TASK INPUTS.

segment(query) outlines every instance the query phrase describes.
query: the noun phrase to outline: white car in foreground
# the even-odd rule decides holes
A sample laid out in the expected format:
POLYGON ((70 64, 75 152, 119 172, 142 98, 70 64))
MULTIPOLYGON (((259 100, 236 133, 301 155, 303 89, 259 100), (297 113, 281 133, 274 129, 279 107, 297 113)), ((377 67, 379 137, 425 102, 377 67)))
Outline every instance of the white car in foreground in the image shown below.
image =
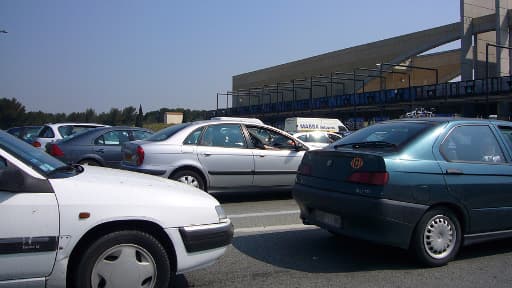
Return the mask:
POLYGON ((169 287, 232 237, 199 189, 68 166, 0 131, 0 287, 169 287))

GIVEN INSTRUCTION.
Reproduce all of the material above word for word. Omit the pictures.

RESULT.
segment(query) outlines every instance the query phrase describes.
query: the noun phrase to outline: white car in foreground
# the even-odd rule decides holes
A sample laid out in the expected format:
POLYGON ((70 64, 75 152, 119 172, 142 98, 70 64))
MULTIPOLYGON (((259 100, 236 133, 301 155, 303 89, 259 100), (297 113, 281 133, 274 129, 279 107, 297 113)), ((377 67, 379 137, 425 102, 377 67)))
Outline every instance of the white car in foreground in the image shown below.
image =
Return the mask:
POLYGON ((169 287, 232 237, 199 189, 68 166, 0 131, 0 287, 169 287))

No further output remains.